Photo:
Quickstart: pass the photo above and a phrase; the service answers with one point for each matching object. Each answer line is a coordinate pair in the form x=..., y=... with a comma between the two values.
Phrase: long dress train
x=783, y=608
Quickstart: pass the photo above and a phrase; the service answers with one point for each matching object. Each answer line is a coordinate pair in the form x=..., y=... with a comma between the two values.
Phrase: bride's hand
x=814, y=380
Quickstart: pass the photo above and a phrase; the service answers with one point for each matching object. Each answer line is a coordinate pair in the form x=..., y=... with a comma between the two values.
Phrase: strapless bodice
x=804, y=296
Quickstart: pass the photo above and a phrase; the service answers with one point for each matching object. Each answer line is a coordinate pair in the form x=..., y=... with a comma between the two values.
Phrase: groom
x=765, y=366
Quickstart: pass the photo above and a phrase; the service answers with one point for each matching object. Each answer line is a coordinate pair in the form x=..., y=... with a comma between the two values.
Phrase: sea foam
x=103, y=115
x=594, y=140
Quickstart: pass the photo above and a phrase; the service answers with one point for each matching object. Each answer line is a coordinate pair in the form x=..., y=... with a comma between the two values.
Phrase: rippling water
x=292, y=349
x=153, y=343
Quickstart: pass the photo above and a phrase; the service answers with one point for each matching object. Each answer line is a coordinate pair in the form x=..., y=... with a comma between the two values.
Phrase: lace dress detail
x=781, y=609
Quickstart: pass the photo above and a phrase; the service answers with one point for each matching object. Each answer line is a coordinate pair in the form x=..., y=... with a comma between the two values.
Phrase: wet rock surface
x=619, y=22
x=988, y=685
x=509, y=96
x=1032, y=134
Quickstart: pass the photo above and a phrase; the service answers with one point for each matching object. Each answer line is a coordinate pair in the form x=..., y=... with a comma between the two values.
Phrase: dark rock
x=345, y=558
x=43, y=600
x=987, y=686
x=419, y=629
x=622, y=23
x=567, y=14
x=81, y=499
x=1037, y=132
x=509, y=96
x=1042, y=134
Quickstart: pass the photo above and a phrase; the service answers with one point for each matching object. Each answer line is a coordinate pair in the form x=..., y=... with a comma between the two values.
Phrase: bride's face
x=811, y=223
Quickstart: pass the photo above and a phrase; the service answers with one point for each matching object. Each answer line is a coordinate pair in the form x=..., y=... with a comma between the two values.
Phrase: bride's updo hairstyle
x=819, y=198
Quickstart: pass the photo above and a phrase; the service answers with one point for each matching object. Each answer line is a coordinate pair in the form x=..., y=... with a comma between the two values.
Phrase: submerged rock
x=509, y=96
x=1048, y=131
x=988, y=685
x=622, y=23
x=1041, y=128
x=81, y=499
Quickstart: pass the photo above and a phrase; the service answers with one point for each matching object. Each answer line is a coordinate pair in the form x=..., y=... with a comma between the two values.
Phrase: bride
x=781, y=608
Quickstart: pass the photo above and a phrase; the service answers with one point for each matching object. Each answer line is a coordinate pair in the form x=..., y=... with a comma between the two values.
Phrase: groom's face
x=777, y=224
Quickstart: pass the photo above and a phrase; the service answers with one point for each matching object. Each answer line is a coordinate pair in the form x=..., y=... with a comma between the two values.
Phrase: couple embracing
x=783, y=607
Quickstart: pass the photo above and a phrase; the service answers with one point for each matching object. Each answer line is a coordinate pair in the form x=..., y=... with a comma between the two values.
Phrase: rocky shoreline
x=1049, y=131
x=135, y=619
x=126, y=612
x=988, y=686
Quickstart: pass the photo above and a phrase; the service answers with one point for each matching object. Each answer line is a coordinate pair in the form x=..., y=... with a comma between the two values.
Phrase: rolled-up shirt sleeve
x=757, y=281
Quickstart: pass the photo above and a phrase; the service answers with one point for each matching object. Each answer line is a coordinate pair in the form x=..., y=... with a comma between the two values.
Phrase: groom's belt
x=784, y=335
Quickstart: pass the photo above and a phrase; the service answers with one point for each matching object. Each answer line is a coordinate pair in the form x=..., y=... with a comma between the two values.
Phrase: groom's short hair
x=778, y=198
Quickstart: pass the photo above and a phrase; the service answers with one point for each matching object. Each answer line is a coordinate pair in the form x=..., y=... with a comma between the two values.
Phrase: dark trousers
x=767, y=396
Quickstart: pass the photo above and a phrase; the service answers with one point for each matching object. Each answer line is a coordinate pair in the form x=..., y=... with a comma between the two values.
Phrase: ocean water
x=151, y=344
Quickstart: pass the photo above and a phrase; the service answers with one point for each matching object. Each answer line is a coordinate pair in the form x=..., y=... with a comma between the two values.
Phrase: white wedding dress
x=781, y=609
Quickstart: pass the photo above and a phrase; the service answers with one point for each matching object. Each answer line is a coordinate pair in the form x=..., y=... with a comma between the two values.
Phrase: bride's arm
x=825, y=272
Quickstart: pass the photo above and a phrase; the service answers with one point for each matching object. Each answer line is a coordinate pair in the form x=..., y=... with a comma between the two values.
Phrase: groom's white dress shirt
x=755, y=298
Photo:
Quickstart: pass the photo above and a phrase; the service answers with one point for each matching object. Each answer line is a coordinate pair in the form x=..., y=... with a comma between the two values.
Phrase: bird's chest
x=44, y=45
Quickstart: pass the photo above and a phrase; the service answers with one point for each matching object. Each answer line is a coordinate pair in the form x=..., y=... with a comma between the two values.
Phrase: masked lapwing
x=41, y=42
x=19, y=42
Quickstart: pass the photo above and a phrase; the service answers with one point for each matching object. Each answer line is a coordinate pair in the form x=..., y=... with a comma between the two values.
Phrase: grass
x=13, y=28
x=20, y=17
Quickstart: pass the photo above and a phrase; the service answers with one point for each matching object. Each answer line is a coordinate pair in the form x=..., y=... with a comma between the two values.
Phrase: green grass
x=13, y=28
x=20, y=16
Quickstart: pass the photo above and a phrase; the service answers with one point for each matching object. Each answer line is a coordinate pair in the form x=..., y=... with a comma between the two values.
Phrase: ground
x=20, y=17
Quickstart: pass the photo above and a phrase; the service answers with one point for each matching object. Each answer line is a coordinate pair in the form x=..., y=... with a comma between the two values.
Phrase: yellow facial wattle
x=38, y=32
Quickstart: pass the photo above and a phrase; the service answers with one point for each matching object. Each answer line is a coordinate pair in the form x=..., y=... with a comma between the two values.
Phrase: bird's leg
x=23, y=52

==

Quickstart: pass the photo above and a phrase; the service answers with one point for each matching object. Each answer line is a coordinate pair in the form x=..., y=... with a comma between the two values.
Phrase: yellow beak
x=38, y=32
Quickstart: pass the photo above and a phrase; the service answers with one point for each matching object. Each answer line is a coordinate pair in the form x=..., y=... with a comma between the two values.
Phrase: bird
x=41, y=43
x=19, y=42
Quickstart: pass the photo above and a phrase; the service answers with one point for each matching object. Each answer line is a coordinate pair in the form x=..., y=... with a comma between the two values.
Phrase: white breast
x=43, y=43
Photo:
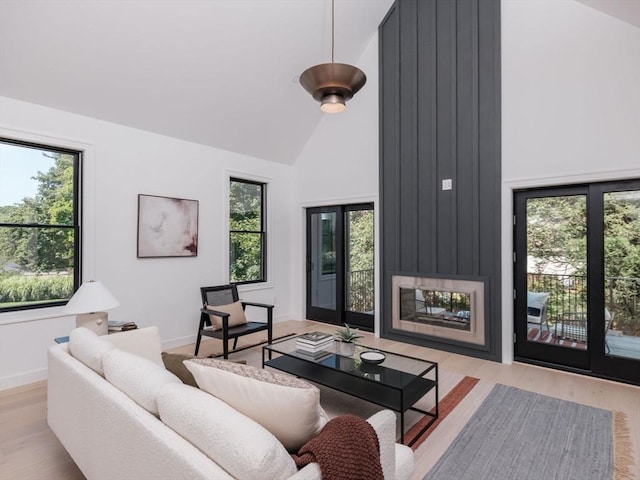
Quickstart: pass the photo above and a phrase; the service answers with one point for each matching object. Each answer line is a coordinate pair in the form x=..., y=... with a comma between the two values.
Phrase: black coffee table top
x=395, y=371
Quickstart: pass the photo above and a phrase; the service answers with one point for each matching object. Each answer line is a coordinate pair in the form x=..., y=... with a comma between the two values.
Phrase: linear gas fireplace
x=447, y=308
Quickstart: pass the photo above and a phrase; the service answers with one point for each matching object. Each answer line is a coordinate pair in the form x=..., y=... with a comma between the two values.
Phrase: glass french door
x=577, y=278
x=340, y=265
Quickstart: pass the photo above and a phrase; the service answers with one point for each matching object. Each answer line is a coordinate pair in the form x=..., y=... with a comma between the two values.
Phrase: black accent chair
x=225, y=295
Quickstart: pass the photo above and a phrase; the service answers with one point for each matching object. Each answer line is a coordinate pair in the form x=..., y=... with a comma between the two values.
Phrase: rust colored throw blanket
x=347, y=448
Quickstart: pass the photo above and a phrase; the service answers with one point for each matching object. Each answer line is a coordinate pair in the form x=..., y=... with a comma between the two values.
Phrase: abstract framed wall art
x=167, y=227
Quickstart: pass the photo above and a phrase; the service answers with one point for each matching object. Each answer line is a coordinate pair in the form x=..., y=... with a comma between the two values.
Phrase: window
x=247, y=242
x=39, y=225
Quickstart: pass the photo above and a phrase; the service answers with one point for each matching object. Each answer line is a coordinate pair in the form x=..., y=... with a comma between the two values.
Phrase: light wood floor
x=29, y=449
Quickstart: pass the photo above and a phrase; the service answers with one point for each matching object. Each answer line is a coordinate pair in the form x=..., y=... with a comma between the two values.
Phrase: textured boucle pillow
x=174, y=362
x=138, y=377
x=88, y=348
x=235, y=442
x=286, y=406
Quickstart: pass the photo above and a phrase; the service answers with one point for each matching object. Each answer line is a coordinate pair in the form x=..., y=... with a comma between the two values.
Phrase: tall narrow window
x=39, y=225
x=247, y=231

What to do: List every line of the material above that contains the word "water". Upper and lower case must match.

Finished exercise:
Phrase: rippling water
Phrase: ocean water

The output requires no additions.